How small did you set dt and what was the percent difference that you found? Did the percent difference get smaller?
Kepler's 3rd law is a relationship between the period of the orbit and the distance that the object is orbiting. Larger distances take longer to complete an orbit which is why planets like Jupiter take many many (earth) years to orbit the sun whereas the earth, which is closer to the sun that Jupiter, makes an orbit of the sun every 365 days.
Kepler's third law states that the square of the period of the orbit (such as the period that we are measuring in our code) is related to the cube of the semi-major axis for the orbit. The semi-major axis is essentially how wide the ellipse is and then divide by two.
As a challenge, see if you can confirm the relationship between the period of the orbit and the semi-major axis. You can change the variables at the beginning of the code to give the object a different position or velocity, or you can set usemouse = true; and test out different positions and velocities that way.

* Record list:
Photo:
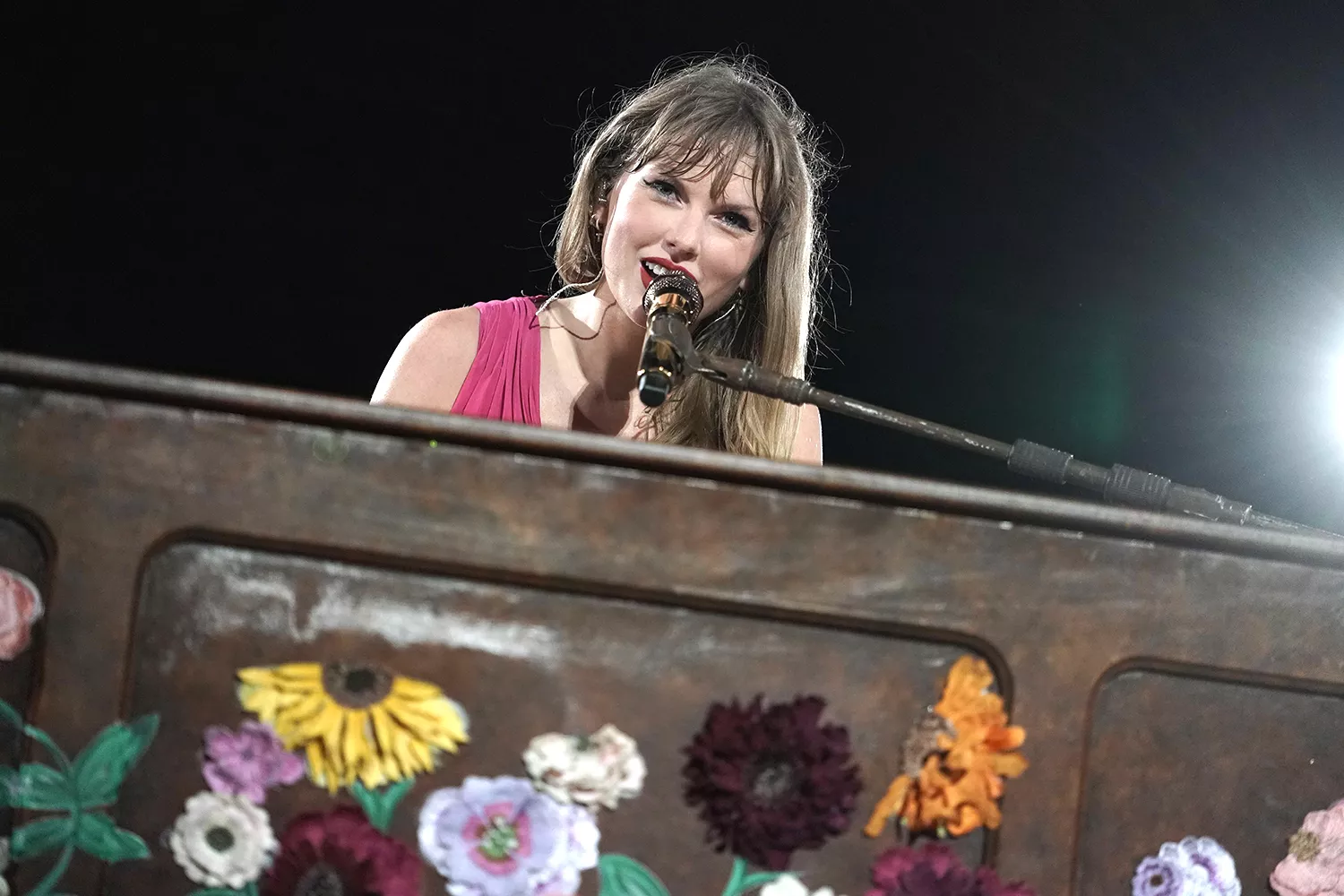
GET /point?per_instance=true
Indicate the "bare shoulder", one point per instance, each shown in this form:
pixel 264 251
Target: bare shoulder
pixel 430 365
pixel 806 443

* Complete the following:
#1 Answer these from the passage on Kepler's third law, one line each:
(a) How often does the earth orbit the sun?
(b) To what is the square of the orbital period related?
(c) To what value can usemouse be set to test different positions and velocities?
#2 Name every celestial body mentioned in the passage on Kepler's third law.

* The solutions:
#1
(a) Every 365 days
(b) The cube of the semi-major axis of the orbit
(c) true

#2 Jupiter, the sun, the earth